*THE DATA*
>>>>

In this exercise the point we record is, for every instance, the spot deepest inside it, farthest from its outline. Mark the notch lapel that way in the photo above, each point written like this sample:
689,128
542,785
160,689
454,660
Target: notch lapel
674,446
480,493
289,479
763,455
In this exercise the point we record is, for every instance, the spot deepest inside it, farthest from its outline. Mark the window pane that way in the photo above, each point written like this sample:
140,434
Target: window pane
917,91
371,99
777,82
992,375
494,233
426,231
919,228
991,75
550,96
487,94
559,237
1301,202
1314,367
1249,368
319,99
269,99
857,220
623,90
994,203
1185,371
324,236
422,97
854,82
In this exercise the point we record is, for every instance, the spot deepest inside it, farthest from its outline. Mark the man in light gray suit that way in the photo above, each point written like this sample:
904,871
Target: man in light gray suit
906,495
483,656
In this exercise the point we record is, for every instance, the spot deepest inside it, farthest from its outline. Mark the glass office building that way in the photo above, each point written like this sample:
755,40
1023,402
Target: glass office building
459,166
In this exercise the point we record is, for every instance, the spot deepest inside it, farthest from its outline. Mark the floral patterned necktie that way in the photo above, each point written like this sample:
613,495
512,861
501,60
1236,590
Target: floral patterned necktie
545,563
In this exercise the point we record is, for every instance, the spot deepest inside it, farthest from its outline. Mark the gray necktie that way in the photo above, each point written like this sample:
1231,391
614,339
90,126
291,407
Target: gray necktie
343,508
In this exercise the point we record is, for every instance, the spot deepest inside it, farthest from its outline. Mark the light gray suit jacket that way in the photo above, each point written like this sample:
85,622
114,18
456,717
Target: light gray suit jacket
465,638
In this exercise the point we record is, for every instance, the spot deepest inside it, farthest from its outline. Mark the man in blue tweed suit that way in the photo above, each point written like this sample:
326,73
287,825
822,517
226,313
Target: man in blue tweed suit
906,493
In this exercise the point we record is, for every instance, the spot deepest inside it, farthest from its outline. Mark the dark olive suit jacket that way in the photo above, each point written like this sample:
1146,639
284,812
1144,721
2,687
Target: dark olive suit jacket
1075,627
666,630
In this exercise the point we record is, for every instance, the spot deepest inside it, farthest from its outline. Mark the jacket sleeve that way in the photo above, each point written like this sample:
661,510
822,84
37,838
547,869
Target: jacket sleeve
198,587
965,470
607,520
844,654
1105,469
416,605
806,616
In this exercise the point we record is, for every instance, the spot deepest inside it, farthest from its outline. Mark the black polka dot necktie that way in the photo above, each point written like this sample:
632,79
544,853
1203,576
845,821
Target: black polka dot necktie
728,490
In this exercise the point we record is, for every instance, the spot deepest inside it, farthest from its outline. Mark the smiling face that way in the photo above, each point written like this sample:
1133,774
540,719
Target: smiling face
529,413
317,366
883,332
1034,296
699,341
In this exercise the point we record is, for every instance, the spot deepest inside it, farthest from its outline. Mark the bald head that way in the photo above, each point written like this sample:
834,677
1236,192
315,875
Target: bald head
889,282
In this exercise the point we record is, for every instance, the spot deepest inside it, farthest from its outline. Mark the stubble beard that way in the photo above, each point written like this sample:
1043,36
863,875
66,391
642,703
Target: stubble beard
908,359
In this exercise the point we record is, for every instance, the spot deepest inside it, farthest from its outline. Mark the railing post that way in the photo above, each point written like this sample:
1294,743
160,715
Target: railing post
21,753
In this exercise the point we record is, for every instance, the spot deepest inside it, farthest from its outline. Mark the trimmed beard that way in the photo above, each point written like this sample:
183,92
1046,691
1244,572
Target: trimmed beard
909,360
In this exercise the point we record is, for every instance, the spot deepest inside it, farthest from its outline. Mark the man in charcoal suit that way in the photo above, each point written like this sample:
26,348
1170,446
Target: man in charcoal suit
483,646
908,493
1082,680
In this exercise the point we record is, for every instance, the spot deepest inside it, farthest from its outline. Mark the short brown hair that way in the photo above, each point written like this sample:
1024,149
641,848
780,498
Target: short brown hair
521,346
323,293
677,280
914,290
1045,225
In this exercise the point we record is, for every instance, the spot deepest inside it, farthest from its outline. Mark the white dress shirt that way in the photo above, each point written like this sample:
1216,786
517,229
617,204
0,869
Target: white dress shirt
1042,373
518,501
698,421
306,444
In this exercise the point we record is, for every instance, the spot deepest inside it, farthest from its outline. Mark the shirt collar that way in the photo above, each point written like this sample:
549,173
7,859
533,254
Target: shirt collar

<<<<
>>>>

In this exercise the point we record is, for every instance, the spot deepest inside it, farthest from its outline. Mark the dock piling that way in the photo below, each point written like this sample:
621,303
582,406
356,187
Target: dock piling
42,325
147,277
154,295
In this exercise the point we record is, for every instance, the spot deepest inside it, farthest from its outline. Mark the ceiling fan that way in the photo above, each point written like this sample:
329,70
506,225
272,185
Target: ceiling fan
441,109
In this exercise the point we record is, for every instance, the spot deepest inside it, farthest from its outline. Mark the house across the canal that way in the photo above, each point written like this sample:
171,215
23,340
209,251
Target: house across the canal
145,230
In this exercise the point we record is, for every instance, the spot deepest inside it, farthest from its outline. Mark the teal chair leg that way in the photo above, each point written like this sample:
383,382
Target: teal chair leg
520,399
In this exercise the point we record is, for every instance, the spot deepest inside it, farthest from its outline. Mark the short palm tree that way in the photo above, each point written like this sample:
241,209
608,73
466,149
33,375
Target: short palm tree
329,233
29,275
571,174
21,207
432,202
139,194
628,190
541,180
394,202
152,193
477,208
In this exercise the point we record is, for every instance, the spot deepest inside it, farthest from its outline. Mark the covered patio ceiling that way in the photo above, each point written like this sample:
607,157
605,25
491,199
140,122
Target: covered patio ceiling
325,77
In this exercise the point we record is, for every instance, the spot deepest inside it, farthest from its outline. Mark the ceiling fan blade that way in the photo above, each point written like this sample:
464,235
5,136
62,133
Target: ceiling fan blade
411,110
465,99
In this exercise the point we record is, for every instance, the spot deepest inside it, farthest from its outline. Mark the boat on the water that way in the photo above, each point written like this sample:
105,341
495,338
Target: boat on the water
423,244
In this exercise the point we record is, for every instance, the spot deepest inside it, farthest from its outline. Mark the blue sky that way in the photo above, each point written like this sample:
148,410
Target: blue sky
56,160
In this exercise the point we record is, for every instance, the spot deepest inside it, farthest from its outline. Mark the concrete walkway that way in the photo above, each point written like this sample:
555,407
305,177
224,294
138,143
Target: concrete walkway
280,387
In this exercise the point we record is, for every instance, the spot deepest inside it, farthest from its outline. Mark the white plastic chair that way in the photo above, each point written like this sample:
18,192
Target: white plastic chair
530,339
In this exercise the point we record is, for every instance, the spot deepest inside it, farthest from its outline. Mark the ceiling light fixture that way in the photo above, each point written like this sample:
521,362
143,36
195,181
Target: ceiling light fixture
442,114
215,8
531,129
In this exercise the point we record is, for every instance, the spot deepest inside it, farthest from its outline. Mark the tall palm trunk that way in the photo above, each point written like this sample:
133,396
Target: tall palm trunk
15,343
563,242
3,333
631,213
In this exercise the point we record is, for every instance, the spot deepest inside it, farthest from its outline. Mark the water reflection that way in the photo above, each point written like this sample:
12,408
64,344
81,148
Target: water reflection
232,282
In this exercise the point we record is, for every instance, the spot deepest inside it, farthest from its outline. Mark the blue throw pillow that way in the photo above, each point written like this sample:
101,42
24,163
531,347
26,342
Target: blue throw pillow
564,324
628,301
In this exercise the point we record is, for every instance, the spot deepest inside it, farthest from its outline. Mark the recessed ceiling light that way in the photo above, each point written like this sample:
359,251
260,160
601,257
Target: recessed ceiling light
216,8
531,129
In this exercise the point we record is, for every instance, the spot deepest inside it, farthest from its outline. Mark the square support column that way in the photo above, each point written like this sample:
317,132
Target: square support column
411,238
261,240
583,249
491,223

<<<<
>>>>

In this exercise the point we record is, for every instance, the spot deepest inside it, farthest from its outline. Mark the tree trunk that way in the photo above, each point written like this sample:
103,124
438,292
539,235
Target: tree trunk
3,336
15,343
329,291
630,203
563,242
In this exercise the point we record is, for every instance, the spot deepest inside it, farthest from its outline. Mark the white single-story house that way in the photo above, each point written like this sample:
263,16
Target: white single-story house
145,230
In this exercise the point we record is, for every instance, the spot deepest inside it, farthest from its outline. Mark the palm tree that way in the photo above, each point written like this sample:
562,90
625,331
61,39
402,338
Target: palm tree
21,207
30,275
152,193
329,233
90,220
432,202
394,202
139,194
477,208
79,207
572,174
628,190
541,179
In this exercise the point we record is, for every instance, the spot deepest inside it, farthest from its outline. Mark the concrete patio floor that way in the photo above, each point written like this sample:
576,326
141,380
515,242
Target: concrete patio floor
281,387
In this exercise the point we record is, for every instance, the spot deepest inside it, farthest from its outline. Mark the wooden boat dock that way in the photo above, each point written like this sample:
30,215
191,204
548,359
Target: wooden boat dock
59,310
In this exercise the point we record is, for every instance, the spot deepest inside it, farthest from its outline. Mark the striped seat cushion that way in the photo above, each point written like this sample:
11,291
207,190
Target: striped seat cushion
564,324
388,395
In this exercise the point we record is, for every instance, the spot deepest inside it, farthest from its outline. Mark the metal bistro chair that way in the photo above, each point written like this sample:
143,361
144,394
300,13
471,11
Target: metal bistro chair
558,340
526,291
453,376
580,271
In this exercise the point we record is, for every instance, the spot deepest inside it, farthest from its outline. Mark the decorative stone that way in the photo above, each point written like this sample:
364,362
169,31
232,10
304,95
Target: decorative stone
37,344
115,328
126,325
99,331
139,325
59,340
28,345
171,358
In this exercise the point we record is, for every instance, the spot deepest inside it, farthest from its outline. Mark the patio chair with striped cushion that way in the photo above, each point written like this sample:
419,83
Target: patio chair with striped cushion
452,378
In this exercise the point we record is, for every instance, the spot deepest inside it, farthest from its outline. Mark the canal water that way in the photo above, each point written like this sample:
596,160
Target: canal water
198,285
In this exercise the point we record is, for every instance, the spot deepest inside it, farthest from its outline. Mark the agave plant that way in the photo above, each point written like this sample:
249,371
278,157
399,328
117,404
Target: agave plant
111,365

<<<<

*WHAT IS REQUIRED*
Reproduce every line of the listing above in which the string "collar" appears.

*RESPONSE*
In this exercise the point we record is, for every instance, the spot deepest inside it, farthest from its outline. Mark the shirt collar that way in the photo above, each point written like this sample:
Target: shirt collar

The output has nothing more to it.